[Requirements]: Swap every "each instance" in the data below for "each object", keeping everything else the same, and leave the pictures out.

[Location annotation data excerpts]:
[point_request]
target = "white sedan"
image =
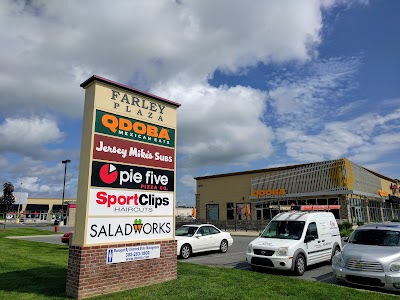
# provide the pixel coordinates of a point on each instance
(200, 238)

[Written solution]:
[point_request]
target = "white sedan"
image =
# provide the pixel coordinates of a point on each object
(200, 238)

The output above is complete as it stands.